SUPPLIED TEXT
Euler Stratifications of Hypersurface Families

This page contains auxiliary files to the paper:
Simon Telen and Maximilian Wiesmann: Euler Stratifications of Hypersurface Families
ARXIV: 2407.18176

ABSTRACT: We stratify families of projective and very affine hypersurfaces according to their topological Euler characteristic. Our new algorithms compute all strata using algebro-geometric techniques. For very affine hypersurfaces, we investigate and exploit the relation to critical point computations. Euler stratifications are relevant in particle physics and algebraic statistics. They fully describe the dependence of the number of master integrals, respectively the maximum likelihood degree, on kinematic or model parameters.

EulerStratifications.jl - a Julia package

We implemented the algorithms presented in our paper in the form of a Julia software package. The package can be found at here. To use the package execute the following commands in a terminal running Julia:

import Pkg
Pkg.add(url="https://github.com/maximilianwiesmann/EulerStratifications.jl")
using EulerStratifications
using Oscar
using HomotopyContinuation

In the following we explain how to reproduce the computational examples appearing in our paper.

Points on Smooth Curves (Example 3.5)

Example 3.5 computes the locus of lines in \((\mathbb{P}^2)^{\vee}\) which have at most \(\ell\) intersection points with the smooth plane curve \(X = V(x_0^3 - x_0x_2^2 - x_1^2x_2 + x_2^3) \subset \mathbb{P}^2\), for \(\ell \in \{1,2\}\).

R, (x,y,z) = graded_polynomial_ring(QQ, ["x","y","z"])  # create polynomial ring
f = x^3 - x*z^2 - y^2*z + z^3                           # polynomial defining X
d = Oscar.degree(Int, f)                                # degree of X
l = 1
get_stratum_smooth_curve(f, d-l)                        # compute stratum

l = 2
get_stratum_smooth_curve(f, d-l)                        # compute stratum

Note that the returned polynomials might not generate a radical ideal.

Projective Hypersurfaces (Examples 4.3 and 4.4)

In Example 4.3 we compute the Euler characteristic of the hypersurface complement \(\mathbb{P}^2 \setminus V(F)\), where \(F = x_0^3 + x_1^2x_2\) by computing the degrees of restrictions of the Gauss map.

@var x y z              # declare ModelKit variables
F = x^3 + y^2*z         # define polynomial
get_euler_char(F)       # compute Euler characteristic

In Example 4.4 we compute the polar discriminant of a generic ternary quadric

\[F(x_0,x_1,x_2, z) = z_0x_0^2 + z_1x_0x_1 + z_2x_0x_2 + z_3x_1^2 + z_4x_1x_2 + z_5x_2^2.\]

d, m = 2, 5
# create polynomial ring for parameters:
Rz, z = graded_polynomial_ring(QQ,["z$i" for i = 1:m+1])

EXERCISE INSTRUCTIONS
A. Return, from the Euler stratifications page, the passage starting with "In Example 4.3" and going on through "for i = 1:m+1])", copied without any change.
B. Condense the paragraph of the Euler stratifications page that begins "ABSTRACT: We stratify" into a short bulleted list that keeps its main facts.

ROWS
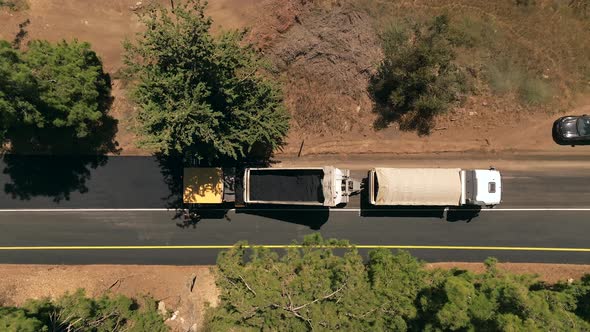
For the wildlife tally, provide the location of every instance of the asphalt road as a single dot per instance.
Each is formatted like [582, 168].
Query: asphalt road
[131, 230]
[558, 234]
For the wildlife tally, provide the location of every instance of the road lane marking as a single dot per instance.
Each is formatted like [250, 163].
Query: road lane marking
[301, 210]
[280, 246]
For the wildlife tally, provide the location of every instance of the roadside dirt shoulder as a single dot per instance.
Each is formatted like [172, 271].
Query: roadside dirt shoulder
[184, 290]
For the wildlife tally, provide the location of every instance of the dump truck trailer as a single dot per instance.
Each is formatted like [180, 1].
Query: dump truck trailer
[320, 186]
[434, 187]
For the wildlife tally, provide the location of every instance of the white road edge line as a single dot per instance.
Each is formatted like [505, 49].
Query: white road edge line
[291, 210]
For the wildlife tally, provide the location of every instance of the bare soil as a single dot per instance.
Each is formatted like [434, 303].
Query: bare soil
[171, 284]
[324, 52]
[168, 284]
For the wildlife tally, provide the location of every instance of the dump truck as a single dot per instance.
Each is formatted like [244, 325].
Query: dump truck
[447, 187]
[326, 186]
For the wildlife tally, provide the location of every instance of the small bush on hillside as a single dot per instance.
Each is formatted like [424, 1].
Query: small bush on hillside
[76, 312]
[417, 78]
[312, 288]
[505, 76]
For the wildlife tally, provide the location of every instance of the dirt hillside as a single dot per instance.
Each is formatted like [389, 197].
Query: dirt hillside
[324, 51]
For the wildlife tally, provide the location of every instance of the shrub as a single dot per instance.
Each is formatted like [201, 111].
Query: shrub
[76, 312]
[417, 78]
[312, 288]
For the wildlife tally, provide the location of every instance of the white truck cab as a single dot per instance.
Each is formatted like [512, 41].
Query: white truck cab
[482, 187]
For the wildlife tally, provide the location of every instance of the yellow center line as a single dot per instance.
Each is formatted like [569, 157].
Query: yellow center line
[281, 246]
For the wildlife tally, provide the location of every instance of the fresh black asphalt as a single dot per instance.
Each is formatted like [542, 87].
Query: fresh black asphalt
[538, 229]
[145, 182]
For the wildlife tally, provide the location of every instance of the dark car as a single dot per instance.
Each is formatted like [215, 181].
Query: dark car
[572, 130]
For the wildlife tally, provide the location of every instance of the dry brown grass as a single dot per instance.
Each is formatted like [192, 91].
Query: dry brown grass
[547, 41]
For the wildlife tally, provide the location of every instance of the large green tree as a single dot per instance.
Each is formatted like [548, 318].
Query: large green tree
[312, 288]
[201, 95]
[52, 94]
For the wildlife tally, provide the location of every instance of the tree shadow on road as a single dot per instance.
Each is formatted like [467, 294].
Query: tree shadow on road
[54, 163]
[309, 216]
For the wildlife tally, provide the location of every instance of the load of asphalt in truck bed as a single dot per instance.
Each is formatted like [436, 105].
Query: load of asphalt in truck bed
[287, 185]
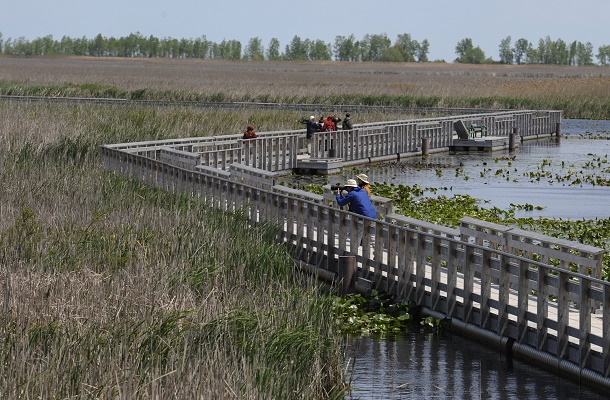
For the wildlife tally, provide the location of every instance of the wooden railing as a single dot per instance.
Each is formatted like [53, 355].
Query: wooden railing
[542, 295]
[278, 151]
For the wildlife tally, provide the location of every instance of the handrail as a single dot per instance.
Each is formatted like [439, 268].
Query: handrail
[532, 303]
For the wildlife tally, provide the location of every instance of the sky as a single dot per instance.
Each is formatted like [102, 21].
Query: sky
[443, 23]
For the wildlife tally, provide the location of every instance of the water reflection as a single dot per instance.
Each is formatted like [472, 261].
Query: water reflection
[532, 174]
[448, 366]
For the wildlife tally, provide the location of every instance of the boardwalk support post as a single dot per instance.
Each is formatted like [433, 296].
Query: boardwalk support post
[425, 147]
[511, 141]
[347, 269]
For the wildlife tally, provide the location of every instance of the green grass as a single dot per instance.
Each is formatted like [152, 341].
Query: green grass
[112, 288]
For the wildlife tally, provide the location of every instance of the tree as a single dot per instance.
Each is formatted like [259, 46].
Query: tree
[273, 53]
[318, 50]
[468, 54]
[506, 53]
[254, 50]
[520, 50]
[297, 50]
[603, 55]
[346, 48]
[373, 46]
[422, 52]
[407, 47]
[585, 53]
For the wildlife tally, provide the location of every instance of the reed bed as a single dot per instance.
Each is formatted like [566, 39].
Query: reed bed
[110, 288]
[582, 92]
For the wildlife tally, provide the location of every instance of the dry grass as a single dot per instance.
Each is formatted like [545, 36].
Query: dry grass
[111, 289]
[308, 79]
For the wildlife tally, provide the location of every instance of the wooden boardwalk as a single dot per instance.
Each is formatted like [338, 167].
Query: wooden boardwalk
[540, 298]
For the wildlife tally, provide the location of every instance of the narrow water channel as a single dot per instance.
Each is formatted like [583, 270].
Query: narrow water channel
[422, 365]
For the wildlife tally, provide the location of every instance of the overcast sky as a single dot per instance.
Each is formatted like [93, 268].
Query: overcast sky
[442, 22]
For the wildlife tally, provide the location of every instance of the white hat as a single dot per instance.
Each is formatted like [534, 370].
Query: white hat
[363, 178]
[351, 183]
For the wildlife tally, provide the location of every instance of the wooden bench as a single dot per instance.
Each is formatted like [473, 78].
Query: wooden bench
[465, 132]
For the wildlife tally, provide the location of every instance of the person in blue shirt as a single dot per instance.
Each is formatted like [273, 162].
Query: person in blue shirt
[357, 199]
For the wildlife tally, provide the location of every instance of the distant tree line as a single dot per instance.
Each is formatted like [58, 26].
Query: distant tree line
[369, 48]
[372, 47]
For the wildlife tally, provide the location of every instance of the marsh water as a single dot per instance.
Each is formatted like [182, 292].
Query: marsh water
[423, 365]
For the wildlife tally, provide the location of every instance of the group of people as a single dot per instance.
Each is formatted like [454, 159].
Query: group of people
[326, 125]
[323, 125]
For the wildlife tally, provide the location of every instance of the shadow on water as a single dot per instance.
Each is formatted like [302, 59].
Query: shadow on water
[448, 366]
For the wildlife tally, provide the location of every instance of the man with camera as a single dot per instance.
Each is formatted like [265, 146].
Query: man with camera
[357, 199]
[359, 202]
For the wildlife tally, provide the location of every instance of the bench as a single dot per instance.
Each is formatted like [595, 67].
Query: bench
[465, 132]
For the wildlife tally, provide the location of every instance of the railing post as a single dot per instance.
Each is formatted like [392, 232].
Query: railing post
[347, 269]
[425, 147]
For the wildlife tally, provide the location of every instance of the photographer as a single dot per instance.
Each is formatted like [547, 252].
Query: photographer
[357, 199]
[312, 127]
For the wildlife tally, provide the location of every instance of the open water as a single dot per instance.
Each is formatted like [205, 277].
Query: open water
[422, 365]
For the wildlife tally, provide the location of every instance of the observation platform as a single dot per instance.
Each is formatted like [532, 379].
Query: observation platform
[485, 144]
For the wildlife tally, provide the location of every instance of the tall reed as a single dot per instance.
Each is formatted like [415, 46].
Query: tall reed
[110, 288]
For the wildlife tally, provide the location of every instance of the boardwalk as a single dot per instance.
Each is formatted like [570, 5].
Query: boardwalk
[538, 297]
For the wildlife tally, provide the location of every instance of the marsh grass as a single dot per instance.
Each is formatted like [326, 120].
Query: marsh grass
[581, 92]
[111, 288]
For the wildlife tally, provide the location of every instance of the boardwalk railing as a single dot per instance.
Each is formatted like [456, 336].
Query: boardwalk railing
[539, 297]
[278, 151]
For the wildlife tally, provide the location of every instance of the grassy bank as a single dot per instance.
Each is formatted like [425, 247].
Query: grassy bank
[581, 92]
[114, 289]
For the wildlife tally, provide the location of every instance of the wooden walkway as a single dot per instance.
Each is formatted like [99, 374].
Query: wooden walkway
[541, 298]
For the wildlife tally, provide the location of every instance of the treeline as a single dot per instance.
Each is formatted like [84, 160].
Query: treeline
[369, 48]
[375, 47]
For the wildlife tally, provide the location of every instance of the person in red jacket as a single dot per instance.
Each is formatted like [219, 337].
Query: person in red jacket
[249, 133]
[329, 125]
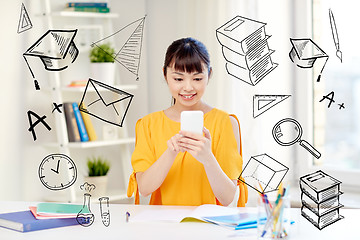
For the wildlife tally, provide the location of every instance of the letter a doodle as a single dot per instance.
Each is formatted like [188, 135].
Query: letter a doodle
[33, 125]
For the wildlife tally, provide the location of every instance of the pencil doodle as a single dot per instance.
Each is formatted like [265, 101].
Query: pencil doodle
[33, 125]
[265, 171]
[330, 97]
[335, 35]
[24, 21]
[56, 49]
[104, 210]
[320, 195]
[57, 172]
[245, 49]
[57, 107]
[305, 53]
[288, 131]
[106, 103]
[129, 54]
[262, 103]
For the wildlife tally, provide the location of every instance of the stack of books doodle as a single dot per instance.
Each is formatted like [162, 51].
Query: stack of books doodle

RESPONSES
A.
In Example 4.3 we compute the Euler characteristic of the hypersurface complement \(\mathbb{P}^2 \setminus V(F)\), where \(F = x_0^3 + x_1^2x_2\) by computing the degrees of restrictions of the Gauss map.

@var x y z              # declare ModelKit variables
F = x^3 + y^2*z         # define polynomial
get_euler_char(F)       # compute Euler characteristic

In Example 4.4 we compute the polar discriminant of a generic ternary quadric

\[F(x_0,x_1,x_2, z) = z_0x_0^2 + z_1x_0x_1 + z_2x_0x_2 + z_3x_1^2 + z_4x_1x_2 + z_5x_2^2.\]

d, m = 2, 5
# create polynomial ring for parameters:
Rz, z = graded_polynomial_ring(QQ,["z$i" for i = 1:m+1])

B.
- Families of projective and very affine hypersurfaces are stratified according to their topological Euler characteristic.
- New algorithms compute all strata using algebro-geometric techniques.
- For very affine hypersurfaces, the relation to critical point computations is investigated and exploited.
- Euler stratifications are relevant in particle physics and algebraic statistics. There they fully describe how the number of master integrals, respectively the maximum likelihood degree, depends on kinematic or model parameters.